> [WHAT IS BEING ASKED] Within the material below, transcribe exactly the lines from the one holding "Practice step: find the pale" through the one holding "Practice step: find the green", keeping both ends and skipping the rest.

> [RAW DATA]
====================
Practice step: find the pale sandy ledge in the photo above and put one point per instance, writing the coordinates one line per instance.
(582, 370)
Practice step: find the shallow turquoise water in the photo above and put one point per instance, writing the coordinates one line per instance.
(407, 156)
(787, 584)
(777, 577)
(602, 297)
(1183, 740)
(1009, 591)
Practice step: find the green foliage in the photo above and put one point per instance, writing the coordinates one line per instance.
====================
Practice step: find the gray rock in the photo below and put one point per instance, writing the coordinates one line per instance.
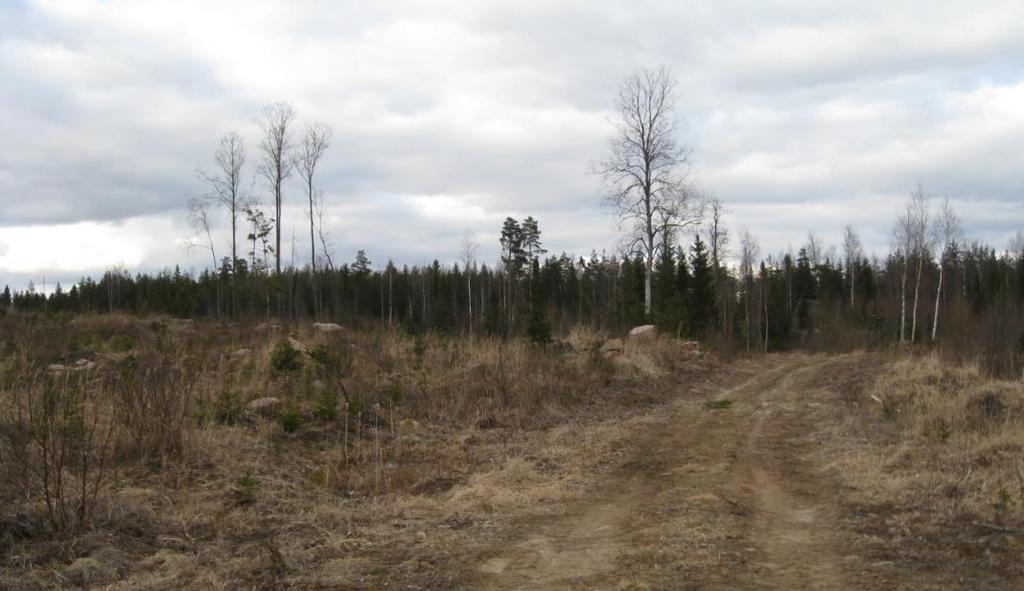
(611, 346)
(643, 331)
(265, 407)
====================
> [RESPONSE TO THE EXERCISE]
Practice step: find the pale sandy ledge in the photo above and put one point per instance, writing the coordinates one line per instance.
(582, 370)
Practice step: find the shallow turquoise water in the photo above and put one point per instance, writing the coordinates one line per instance.
(407, 156)
(787, 584)
(777, 577)
(602, 297)
(1183, 740)
(1009, 591)
Practice step: find the green foliage in the photo above and put one point per instance, writing the coordinates one line per instance.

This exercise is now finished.